= Beginning of Section =
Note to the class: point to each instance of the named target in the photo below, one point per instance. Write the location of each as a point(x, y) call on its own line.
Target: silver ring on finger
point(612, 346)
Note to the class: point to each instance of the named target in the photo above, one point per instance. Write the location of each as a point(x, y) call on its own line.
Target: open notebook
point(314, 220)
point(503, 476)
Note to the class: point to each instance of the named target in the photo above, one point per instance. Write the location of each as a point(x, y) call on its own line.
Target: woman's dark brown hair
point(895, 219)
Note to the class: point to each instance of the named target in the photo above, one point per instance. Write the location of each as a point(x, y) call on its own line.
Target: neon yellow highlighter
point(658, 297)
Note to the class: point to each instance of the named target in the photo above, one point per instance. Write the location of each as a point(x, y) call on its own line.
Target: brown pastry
= End of Section =
ASSIGNED TASK
Every line of the listing should be reproduced exactly.

THE ANSWER
Note to the class: point to each instance of the named target in the photo below, one point per instance. Write the location of each as a point(x, y) call on its own line.
Target: silver ring on finger
point(612, 346)
Note to the class: point to each instance of the named target in the photo above, one point per instance. Write the location of each as a point(x, y) call on its own line.
Target: open notebook
point(314, 220)
point(503, 476)
Note to the class: point to each instance of the named target in the photo above, one point per instance. Write the location of each as a point(x, y) call on its own line.
Target: woman's dark brown hair
point(895, 219)
Note to the class: point to each instance of the named target in the photo above, one point per instance. Write the location of each as a point(x, y) call on its own line.
Target: neon yellow highlighter
point(658, 297)
Note to the class: point to each instance of the named target in the photo above, one point per instance. Write the location of each as a point(x, y) call on its own line.
Target: brown pastry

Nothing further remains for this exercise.